# Task description
Copy out all the records, word for word.

# Input records
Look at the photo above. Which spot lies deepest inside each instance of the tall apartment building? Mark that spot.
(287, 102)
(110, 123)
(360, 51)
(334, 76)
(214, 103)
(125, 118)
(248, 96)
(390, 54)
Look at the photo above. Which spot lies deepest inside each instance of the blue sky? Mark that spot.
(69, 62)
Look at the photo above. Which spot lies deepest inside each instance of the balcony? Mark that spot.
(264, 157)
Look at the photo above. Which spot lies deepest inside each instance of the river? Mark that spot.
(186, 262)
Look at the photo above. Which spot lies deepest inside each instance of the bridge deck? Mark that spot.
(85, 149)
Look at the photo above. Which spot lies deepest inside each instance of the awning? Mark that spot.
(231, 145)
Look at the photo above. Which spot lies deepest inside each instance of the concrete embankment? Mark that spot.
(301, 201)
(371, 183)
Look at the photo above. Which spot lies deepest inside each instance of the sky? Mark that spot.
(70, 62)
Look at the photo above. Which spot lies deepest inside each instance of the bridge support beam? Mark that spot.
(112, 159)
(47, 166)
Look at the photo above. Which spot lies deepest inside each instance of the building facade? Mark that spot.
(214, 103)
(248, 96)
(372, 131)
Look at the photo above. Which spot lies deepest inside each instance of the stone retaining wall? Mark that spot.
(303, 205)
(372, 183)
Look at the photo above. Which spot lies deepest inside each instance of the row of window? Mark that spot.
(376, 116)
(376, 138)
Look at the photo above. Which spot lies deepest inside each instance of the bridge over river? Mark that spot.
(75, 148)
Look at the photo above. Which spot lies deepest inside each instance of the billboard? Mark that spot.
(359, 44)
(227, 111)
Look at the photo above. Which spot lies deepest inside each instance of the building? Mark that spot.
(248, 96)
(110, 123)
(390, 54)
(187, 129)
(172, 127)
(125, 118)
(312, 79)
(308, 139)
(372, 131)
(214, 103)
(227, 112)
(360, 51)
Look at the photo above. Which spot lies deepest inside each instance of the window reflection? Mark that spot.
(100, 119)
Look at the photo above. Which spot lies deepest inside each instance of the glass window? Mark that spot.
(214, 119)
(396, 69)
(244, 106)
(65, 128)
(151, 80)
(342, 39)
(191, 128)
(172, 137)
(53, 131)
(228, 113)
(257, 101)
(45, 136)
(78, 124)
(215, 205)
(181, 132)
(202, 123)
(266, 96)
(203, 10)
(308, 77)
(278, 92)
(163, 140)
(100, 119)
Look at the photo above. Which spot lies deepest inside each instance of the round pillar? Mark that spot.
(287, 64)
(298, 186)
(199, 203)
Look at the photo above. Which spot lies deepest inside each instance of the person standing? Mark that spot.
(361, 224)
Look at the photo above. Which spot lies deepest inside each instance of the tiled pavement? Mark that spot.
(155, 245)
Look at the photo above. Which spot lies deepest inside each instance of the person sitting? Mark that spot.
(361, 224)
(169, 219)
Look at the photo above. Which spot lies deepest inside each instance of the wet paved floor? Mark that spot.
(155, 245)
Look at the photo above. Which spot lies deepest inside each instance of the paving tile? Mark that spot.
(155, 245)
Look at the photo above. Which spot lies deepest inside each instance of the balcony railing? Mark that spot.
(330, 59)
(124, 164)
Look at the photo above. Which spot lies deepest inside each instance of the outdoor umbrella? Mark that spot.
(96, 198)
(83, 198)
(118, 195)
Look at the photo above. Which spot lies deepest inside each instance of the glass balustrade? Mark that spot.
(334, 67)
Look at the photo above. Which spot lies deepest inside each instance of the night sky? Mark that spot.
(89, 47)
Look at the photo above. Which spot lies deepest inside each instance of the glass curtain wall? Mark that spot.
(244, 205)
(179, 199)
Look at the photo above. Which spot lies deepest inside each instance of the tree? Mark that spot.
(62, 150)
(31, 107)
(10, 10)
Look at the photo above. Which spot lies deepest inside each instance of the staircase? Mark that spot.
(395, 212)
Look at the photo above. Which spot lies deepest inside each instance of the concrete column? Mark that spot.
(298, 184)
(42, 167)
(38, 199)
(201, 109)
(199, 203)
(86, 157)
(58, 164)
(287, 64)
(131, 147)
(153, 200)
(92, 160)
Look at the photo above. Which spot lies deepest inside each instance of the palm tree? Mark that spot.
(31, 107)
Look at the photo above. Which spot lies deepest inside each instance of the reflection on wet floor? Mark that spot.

# Exercise solution
Look at the photo above. Which spot lies deepest inside each instance of the tall apartment building? Mark that spot.
(287, 102)
(110, 123)
(360, 51)
(334, 76)
(214, 103)
(125, 118)
(248, 96)
(390, 54)
Look at the photo above. Which spot lies deepest inside each instance of the blue sky? Mark that spot.
(69, 62)
Look at the photo above. Which spot lies deepest inside each instance of the balcony? Mark that spot.
(264, 157)
Look at the photo above. Which spot lies deepest inside each instance of the river? Mark that spot.
(186, 262)
Look at the photo above. Which spot lies deepest inside each instance of the bridge deck? Mark that spot.
(85, 149)
Look at the photo above. Which spot lies deepest inside each instance of the awning? Mark that spot.
(231, 145)
Look at the photo above. Which spot lies deepest inside each instance of the concrete embankment? Mark that spot.
(301, 201)
(371, 183)
Look at the photo above. Which spot lies deepest inside each instance of the sky? Mark that spot.
(70, 62)
Look at the photo above. Which spot lies deepest inside each instance of the bridge support beam? Mark that spot.
(112, 159)
(47, 166)
Look at the photo above. Which spot lies deepest inside each instance of the building facade? Mark that spot.
(214, 103)
(248, 96)
(372, 131)
Look at the photo above. Which spot lies deepest inside each instance of the stone retaining wall? Mark that spot.
(303, 205)
(372, 183)
Look at the photo above. Which spot lies deepest inside each instance of the row of window? Mark that spot.
(376, 116)
(376, 138)
Look at the photo above. Which spot lies deepest inside each instance of the bridge over river? Mark that spot.
(75, 148)
Look at the photo above. Which spot lies deepest inside each instance of the billboard? Mark that spot.
(359, 44)
(227, 111)
Look at the photo above. Which spot lies deepest inside each instance of the building? Mark that spot.
(248, 96)
(110, 123)
(390, 54)
(187, 129)
(172, 127)
(125, 118)
(312, 79)
(308, 139)
(372, 131)
(214, 103)
(227, 112)
(360, 51)
Look at the photo above. Which spot lies deepest inside each instance of the window reflection? Mark that spot.
(100, 119)
Look at the photo above. Which spot lies deepest inside each instance of the glass window? Mark that spot.
(214, 119)
(396, 69)
(244, 106)
(65, 128)
(151, 80)
(342, 39)
(191, 128)
(172, 137)
(53, 131)
(228, 113)
(257, 101)
(45, 136)
(78, 124)
(215, 205)
(181, 132)
(202, 123)
(266, 96)
(203, 10)
(308, 77)
(278, 92)
(163, 140)
(100, 119)
Look at the photo above. Which spot lies deepest inside each instance of the round pillar? Mark that spot.
(287, 64)
(298, 186)
(199, 203)
Look at the photo above. Which spot lies deepest inside each instance of the person standing? Mark that spot.
(361, 224)
Look at the photo above. Which spot lies deepest inside each instance of the tiled pavement? Mark that spot.
(155, 245)
Look at the photo above. Which spot lies deepest inside each instance of the person sitting? Mark that spot.
(361, 224)
(169, 219)
Look at the photo above. Which spot lies deepest inside each instance of the wet paved floor? Mark that spot.
(155, 245)
Look at the photo above. Which spot lies deepest inside each instance of the paving tile? Mark that spot.
(155, 245)
Look at the photo above. Which spot lies deepest inside each instance of the balcony railing? Mark that spot.
(330, 59)
(124, 164)
Look at the photo above. Which spot lies deepest inside each instance of the outdoor umbrella? Mark that spot.
(96, 198)
(83, 198)
(118, 195)
Look at the photo above. Which spot lies deepest inside each instance of the glass balustrade? Mark that spot.
(334, 67)
Look at the photo above. Which spot lies deepest inside each instance of the night sky? Mark that spot.
(89, 47)
Look at the photo above. Which spot lies deepest inside each instance of the glass curtain wall? Mark that spot.
(244, 205)
(179, 199)
Look at the photo above. Which spot lies deepest inside each instance of the tree? Mark that spot.
(62, 150)
(31, 107)
(10, 10)
Look at the photo above. Which spot lies deepest inside each instance of the staircase? Mark that spot.
(395, 212)
Look at the photo above. Which spot lies deepest inside each instance of the concrete column? Mark that spot.
(298, 184)
(42, 167)
(38, 199)
(201, 109)
(199, 203)
(86, 157)
(58, 164)
(287, 64)
(131, 147)
(153, 200)
(92, 160)
Look at the photo above. Which spot lies deepest inside each instance of the palm tree? Mark that spot.
(31, 107)
Look at the photo above. Which spot lies deepest inside each instance of the reflection on wet floor? Mark that spot.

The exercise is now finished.